__Required task__:
Reproduce the lines from the one containing "Note: we are tagging the dog's ear" up to and including the one containing "[(105, 65)]", changing every "tagging" to "marking" and keeping all other text the same.

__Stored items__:
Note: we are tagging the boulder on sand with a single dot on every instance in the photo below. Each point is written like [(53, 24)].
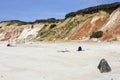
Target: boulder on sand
[(79, 48), (104, 66)]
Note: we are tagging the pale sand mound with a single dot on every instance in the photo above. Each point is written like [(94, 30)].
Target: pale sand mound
[(43, 61)]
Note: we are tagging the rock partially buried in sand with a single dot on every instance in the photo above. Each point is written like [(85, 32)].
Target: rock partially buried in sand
[(104, 66), (79, 48)]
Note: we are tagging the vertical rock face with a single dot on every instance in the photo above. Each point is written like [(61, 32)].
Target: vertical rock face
[(77, 27), (104, 66), (112, 27)]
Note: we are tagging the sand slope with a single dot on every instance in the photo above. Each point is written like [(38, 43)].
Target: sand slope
[(45, 61)]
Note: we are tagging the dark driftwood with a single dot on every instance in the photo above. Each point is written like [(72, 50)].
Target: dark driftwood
[(104, 66)]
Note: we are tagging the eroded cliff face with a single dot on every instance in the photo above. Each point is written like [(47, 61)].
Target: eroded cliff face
[(79, 27)]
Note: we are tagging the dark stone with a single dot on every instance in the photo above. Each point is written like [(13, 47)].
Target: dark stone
[(104, 66), (79, 48)]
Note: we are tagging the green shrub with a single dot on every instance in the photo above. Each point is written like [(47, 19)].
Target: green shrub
[(97, 34)]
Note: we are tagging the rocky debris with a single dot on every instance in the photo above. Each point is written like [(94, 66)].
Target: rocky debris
[(104, 66)]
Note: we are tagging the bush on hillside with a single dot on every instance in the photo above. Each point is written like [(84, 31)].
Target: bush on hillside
[(105, 7)]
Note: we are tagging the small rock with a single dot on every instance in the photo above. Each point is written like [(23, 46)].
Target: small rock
[(79, 48), (104, 66)]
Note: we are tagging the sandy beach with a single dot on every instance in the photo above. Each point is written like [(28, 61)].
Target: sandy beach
[(59, 61)]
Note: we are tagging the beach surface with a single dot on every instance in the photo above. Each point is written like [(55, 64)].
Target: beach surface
[(59, 61)]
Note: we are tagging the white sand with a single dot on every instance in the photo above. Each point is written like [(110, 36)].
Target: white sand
[(44, 61)]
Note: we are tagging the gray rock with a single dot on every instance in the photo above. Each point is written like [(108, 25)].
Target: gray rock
[(104, 66)]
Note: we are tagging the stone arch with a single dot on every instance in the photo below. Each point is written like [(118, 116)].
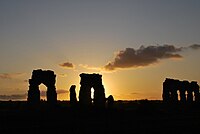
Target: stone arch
[(87, 82), (47, 77), (188, 91)]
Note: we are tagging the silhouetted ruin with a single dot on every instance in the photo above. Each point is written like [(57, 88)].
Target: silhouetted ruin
[(188, 91), (73, 100), (87, 82), (110, 101), (46, 77)]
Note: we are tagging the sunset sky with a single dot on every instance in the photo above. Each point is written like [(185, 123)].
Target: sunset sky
[(134, 44)]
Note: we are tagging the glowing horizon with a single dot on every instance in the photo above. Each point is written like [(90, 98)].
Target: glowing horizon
[(134, 45)]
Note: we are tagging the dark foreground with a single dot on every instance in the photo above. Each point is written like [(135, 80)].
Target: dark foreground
[(125, 117)]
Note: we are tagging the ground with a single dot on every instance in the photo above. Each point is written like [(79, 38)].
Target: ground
[(124, 117)]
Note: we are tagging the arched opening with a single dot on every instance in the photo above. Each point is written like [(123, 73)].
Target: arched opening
[(37, 89)]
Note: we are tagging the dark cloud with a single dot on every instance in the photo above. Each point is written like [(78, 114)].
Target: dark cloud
[(67, 65), (13, 97), (10, 75), (144, 56)]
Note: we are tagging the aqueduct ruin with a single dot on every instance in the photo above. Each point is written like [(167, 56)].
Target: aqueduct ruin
[(188, 91), (87, 82), (47, 77)]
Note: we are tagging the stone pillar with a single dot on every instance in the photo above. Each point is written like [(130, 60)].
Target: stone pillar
[(166, 92), (33, 92), (73, 100), (87, 82), (85, 90), (186, 85), (47, 78), (195, 88), (182, 92)]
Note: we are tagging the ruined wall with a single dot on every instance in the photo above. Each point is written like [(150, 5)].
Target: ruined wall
[(47, 77), (188, 91), (87, 82)]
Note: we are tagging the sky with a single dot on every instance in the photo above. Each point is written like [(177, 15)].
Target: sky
[(133, 44)]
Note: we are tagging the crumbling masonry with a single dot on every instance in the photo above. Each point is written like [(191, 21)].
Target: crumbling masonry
[(188, 91), (46, 77), (87, 82)]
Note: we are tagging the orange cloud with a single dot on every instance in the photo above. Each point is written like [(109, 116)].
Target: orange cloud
[(145, 56), (67, 65)]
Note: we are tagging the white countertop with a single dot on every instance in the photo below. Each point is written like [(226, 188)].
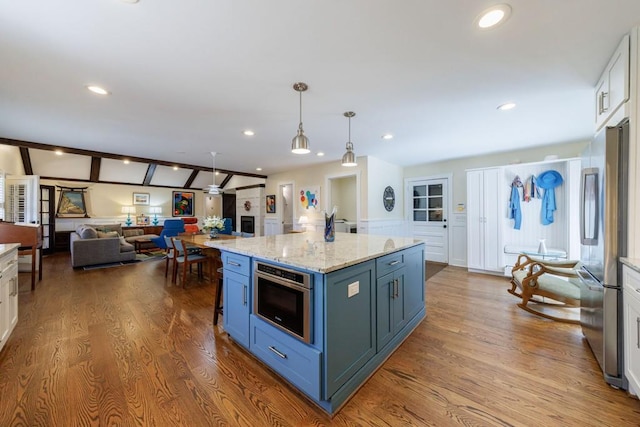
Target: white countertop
[(633, 263), (5, 248), (309, 251)]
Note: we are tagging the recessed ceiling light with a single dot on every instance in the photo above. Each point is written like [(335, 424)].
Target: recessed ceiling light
[(507, 106), (98, 90), (494, 15)]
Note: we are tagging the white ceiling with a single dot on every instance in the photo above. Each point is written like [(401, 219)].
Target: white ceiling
[(187, 77)]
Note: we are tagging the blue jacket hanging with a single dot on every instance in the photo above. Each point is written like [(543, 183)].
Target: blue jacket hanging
[(514, 203), (548, 180)]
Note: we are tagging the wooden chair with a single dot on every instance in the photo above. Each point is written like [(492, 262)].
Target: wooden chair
[(170, 254), (217, 308), (539, 280), (186, 259)]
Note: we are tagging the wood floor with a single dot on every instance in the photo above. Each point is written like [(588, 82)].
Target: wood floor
[(122, 346)]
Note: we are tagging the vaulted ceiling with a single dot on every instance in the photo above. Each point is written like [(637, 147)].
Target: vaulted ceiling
[(66, 164), (188, 77)]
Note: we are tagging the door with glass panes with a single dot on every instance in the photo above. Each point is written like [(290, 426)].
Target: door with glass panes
[(429, 217)]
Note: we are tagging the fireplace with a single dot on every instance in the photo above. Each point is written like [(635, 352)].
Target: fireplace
[(247, 224)]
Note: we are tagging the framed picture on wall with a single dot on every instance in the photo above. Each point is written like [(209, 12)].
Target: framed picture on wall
[(271, 203), (141, 198), (183, 203), (71, 204)]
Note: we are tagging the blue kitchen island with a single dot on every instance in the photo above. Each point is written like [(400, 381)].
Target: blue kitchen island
[(324, 316)]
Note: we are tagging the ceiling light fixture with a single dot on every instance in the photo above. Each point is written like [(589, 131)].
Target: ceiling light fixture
[(214, 189), (507, 106), (494, 15), (349, 158), (98, 90), (300, 143)]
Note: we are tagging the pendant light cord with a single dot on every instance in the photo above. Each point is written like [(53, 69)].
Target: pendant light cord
[(300, 125)]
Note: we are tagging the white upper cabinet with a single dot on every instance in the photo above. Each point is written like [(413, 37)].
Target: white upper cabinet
[(612, 89)]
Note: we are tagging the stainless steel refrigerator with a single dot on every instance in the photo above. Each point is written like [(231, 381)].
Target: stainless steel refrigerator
[(603, 229)]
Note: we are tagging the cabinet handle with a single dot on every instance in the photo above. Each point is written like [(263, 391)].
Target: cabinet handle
[(279, 353)]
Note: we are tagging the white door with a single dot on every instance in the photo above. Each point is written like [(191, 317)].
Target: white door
[(429, 217)]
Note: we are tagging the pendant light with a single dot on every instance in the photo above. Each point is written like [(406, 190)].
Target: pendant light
[(349, 158), (300, 143)]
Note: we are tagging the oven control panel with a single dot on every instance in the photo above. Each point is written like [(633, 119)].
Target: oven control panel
[(301, 279)]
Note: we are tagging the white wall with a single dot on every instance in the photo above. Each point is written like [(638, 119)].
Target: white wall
[(343, 195), (10, 160), (458, 190), (105, 201)]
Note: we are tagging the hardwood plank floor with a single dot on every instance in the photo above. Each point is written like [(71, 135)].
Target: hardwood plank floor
[(123, 346)]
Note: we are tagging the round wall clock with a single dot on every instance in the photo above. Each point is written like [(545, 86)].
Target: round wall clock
[(389, 198)]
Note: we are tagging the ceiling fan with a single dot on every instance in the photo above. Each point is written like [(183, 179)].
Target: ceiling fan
[(214, 189)]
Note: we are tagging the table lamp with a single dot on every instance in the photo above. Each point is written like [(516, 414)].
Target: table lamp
[(155, 210), (128, 210)]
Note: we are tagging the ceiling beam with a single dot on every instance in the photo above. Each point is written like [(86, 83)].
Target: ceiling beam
[(226, 180), (26, 161), (149, 175), (191, 178), (90, 153), (94, 176)]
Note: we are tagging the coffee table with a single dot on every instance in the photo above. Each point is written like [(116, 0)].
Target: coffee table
[(143, 245)]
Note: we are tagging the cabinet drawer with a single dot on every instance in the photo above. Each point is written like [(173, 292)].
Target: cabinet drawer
[(291, 358), (389, 263), (238, 263)]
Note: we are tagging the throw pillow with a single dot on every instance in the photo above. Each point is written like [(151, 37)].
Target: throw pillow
[(103, 234), (87, 232), (132, 233)]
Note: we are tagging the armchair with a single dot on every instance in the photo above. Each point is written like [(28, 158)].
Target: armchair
[(550, 285), (172, 227), (227, 226)]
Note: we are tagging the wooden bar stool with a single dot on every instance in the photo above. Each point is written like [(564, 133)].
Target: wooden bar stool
[(217, 309)]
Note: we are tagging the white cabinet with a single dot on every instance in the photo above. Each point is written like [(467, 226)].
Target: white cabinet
[(612, 90), (483, 220), (8, 294), (631, 298)]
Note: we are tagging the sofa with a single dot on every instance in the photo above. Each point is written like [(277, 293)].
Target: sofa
[(94, 244)]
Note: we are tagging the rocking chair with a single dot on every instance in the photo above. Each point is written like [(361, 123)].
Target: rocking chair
[(539, 280)]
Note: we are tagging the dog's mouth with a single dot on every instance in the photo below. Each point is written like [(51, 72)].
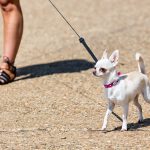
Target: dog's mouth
[(101, 72)]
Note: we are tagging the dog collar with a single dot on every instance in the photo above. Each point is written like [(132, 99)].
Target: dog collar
[(114, 83)]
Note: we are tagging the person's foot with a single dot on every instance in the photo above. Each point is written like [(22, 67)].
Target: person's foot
[(7, 71)]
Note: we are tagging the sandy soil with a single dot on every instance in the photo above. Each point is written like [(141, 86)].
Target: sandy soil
[(55, 102)]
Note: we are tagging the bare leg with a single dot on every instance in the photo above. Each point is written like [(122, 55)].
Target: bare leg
[(13, 28)]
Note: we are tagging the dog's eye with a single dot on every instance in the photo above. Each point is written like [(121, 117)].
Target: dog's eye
[(103, 70)]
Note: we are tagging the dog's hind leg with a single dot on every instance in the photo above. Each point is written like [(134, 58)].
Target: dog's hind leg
[(146, 91), (108, 112), (137, 104), (124, 117)]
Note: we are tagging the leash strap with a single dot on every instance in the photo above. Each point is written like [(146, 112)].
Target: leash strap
[(81, 41)]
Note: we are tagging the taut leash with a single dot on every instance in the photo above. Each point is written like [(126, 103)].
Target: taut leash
[(81, 39)]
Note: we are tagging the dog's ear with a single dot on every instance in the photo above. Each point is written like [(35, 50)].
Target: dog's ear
[(114, 57), (104, 56)]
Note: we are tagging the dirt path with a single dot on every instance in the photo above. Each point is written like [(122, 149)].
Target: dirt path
[(56, 103)]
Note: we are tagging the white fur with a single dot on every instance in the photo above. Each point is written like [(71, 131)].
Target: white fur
[(129, 87)]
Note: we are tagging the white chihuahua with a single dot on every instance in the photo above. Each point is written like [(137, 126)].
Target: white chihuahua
[(122, 88)]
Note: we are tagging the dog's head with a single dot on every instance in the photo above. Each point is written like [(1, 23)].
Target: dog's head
[(105, 65)]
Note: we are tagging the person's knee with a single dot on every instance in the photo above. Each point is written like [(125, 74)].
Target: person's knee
[(10, 5)]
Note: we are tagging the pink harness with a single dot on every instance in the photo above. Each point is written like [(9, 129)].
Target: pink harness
[(113, 83)]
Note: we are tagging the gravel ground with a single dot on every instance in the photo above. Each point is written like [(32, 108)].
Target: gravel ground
[(55, 102)]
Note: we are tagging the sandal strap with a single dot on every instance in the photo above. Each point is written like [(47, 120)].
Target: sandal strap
[(4, 76), (7, 73)]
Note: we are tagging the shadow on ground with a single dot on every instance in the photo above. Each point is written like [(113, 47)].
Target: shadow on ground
[(65, 66), (131, 127)]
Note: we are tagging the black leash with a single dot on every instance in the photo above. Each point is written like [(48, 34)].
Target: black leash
[(81, 39)]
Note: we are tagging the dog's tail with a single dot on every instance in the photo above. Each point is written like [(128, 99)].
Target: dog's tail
[(140, 61)]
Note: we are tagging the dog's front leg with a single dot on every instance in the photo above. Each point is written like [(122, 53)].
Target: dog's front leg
[(108, 112), (124, 117)]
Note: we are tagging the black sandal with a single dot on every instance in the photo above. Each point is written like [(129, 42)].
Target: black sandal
[(7, 72)]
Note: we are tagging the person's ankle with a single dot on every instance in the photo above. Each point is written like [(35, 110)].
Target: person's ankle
[(7, 60)]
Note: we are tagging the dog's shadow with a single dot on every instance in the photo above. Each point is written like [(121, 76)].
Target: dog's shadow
[(58, 67)]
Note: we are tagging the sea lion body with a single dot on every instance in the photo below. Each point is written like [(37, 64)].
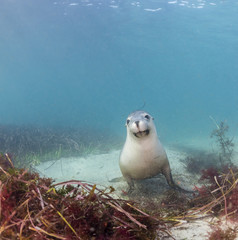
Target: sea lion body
[(143, 156)]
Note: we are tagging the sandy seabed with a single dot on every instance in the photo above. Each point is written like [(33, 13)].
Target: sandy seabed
[(102, 169)]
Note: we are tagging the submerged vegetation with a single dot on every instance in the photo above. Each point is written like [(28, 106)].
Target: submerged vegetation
[(34, 208), (31, 145), (198, 161)]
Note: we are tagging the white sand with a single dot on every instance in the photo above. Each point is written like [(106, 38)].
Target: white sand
[(101, 168)]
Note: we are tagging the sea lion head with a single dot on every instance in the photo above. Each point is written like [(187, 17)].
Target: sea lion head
[(140, 124)]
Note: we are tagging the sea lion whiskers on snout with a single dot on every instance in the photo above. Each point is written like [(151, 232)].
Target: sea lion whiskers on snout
[(143, 156)]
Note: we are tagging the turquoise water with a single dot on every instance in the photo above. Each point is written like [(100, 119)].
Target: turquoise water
[(90, 63)]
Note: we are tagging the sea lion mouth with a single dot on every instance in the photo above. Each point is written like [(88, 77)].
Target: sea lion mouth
[(142, 133)]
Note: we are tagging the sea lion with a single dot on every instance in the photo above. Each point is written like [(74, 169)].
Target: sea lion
[(143, 156)]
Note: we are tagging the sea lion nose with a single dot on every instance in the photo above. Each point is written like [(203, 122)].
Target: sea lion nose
[(137, 123)]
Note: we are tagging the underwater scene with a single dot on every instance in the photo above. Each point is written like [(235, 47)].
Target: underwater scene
[(119, 119)]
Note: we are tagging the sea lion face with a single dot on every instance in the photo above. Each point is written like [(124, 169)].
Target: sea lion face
[(139, 124)]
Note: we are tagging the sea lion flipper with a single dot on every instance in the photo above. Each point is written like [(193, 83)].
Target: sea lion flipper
[(167, 173)]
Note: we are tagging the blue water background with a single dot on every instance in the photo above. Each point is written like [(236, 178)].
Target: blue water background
[(90, 63)]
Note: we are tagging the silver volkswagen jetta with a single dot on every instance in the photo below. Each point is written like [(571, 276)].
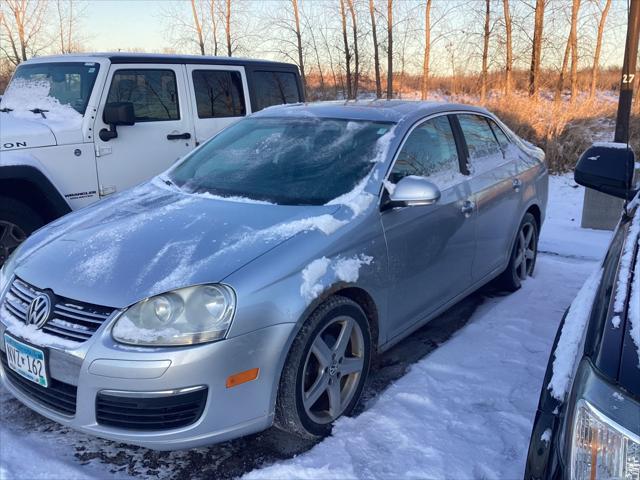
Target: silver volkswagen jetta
[(252, 283)]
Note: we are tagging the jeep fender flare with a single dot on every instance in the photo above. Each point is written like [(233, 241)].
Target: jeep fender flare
[(31, 185)]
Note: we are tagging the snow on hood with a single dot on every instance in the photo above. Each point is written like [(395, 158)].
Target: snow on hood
[(151, 239), (21, 124)]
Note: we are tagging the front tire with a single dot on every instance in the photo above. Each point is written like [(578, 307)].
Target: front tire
[(17, 222), (523, 255), (325, 370)]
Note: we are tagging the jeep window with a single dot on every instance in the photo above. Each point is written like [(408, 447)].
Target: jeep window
[(69, 83), (288, 161), (275, 88), (218, 93), (154, 93)]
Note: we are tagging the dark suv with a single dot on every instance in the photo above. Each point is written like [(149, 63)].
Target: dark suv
[(588, 421)]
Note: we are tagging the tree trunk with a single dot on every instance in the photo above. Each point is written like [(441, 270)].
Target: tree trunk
[(227, 27), (485, 51), (196, 22), (508, 80), (596, 56), (427, 51), (354, 25), (296, 14), (563, 70), (214, 26), (376, 57), (389, 49), (536, 51), (347, 53), (574, 49)]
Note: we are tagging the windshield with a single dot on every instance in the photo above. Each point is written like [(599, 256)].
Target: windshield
[(288, 161), (51, 86)]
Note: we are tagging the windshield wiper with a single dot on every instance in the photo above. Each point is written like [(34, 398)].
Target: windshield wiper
[(40, 111)]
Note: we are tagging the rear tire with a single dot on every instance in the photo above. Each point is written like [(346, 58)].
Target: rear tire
[(325, 370), (17, 221), (523, 255)]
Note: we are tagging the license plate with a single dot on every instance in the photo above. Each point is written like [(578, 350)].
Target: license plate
[(27, 361)]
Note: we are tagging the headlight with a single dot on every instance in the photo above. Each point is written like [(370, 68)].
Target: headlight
[(602, 449), (187, 316)]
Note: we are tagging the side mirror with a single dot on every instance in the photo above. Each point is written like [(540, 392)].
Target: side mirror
[(116, 113), (607, 168), (414, 191)]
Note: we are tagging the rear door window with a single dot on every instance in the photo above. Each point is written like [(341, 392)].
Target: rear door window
[(429, 151), (275, 88), (484, 150), (154, 93), (218, 93)]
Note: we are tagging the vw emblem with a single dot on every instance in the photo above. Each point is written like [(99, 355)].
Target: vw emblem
[(39, 310)]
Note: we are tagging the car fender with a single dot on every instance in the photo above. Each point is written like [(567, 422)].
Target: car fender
[(26, 168)]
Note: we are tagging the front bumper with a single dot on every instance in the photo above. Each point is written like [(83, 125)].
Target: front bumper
[(102, 365)]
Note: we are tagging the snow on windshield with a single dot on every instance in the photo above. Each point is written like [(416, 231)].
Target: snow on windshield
[(22, 96), (573, 330)]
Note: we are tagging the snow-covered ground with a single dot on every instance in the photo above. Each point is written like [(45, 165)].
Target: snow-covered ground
[(463, 409)]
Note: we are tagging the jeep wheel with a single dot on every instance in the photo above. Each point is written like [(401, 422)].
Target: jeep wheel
[(17, 222)]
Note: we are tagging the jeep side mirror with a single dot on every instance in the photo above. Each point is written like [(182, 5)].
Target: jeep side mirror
[(607, 168), (114, 114)]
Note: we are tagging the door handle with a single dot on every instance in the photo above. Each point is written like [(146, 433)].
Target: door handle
[(179, 136), (467, 208), (516, 184)]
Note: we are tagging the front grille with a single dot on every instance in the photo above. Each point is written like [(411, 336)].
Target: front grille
[(150, 413), (58, 396), (71, 320)]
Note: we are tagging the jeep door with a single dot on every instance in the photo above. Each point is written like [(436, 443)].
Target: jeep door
[(220, 97), (431, 248), (163, 129)]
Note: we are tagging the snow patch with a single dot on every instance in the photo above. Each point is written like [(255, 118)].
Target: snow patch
[(24, 95), (316, 276), (573, 330)]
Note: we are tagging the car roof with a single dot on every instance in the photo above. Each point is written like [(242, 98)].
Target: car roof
[(372, 110), (125, 57)]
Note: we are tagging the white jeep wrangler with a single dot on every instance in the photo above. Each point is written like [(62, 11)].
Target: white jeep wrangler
[(76, 128)]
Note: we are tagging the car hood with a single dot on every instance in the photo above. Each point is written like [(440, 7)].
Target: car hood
[(151, 239), (17, 133)]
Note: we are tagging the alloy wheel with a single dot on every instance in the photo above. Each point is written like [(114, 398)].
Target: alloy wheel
[(11, 235), (526, 251), (332, 369)]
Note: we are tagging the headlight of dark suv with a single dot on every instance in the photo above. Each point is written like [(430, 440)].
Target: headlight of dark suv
[(187, 316), (602, 449)]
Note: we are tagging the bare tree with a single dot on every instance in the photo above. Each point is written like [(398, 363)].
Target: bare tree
[(389, 49), (427, 51), (376, 56), (574, 49), (485, 51), (296, 16), (22, 23), (596, 56), (354, 26), (227, 27), (347, 52), (536, 51), (214, 25), (198, 26), (508, 80)]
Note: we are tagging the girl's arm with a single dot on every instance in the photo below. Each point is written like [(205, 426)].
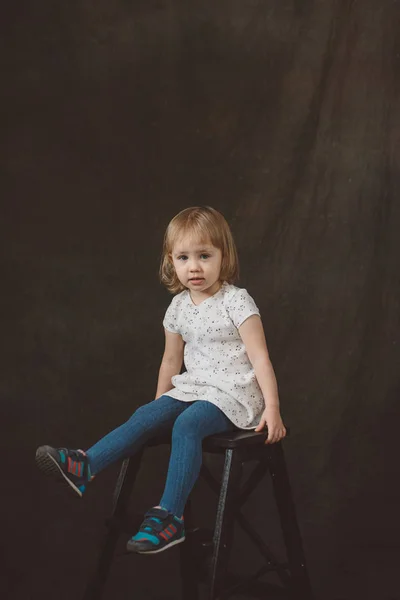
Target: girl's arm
[(252, 334), (171, 363)]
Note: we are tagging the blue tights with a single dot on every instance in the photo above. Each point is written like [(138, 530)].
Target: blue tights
[(190, 423)]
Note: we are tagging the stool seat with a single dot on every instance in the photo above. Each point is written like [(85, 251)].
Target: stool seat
[(205, 554)]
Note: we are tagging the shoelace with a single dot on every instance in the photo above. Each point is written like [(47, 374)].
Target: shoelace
[(154, 523)]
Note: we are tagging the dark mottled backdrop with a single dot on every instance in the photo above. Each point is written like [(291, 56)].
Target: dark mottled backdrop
[(284, 114)]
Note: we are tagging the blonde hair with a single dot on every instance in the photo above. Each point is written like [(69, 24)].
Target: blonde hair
[(205, 224)]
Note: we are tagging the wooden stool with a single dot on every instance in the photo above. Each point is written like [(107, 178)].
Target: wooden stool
[(205, 555)]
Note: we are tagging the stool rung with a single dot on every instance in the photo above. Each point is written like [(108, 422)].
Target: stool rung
[(252, 586)]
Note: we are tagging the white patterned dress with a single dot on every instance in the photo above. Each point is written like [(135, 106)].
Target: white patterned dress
[(218, 368)]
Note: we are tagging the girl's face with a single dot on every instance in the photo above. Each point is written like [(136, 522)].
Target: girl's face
[(197, 265)]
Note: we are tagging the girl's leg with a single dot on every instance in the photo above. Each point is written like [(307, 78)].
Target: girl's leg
[(200, 420), (147, 421)]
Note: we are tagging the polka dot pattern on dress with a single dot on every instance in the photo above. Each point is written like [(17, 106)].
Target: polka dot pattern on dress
[(218, 368)]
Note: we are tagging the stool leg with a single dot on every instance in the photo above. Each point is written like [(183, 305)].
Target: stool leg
[(190, 590), (224, 523), (123, 488), (300, 586)]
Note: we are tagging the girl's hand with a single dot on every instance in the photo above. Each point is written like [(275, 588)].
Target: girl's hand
[(271, 418)]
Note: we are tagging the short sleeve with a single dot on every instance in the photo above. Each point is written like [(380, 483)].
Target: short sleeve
[(241, 307), (170, 321)]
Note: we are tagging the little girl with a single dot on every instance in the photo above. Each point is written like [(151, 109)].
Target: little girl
[(229, 383)]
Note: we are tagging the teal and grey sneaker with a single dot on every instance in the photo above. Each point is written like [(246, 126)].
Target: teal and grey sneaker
[(159, 531), (70, 466)]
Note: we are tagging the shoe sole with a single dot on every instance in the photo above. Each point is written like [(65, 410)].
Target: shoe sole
[(160, 550), (49, 466)]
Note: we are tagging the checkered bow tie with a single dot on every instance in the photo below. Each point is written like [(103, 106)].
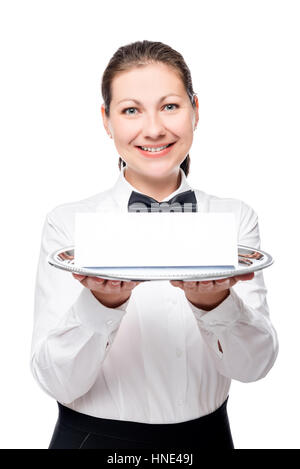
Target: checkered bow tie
[(183, 202)]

__Solution for this task__:
Note: we are marking the dog's ear with a single dot on every instance in the photo above. Each point is written like [(35, 50)].
Target: dog's ear
[(114, 57), (104, 56)]
Note: we are marking the dirt path with a single dot on every instance in the photo above. Each point is written like [(122, 149)].
Target: dirt path
[(56, 103)]
Note: we are marking the white fur with a single dot on every instance in the photo above. Each point is written like [(71, 131)].
Target: white fur
[(129, 87)]
Note: we are marking the white chihuahua with a single dot on every instance in the photo above. Each point is written like [(137, 126)].
Target: white chihuahua
[(122, 88)]
Note: we are marking the dog's head with a single dot on every instance in the photo above. Each point is written like [(1, 23)].
Target: dog's head
[(105, 65)]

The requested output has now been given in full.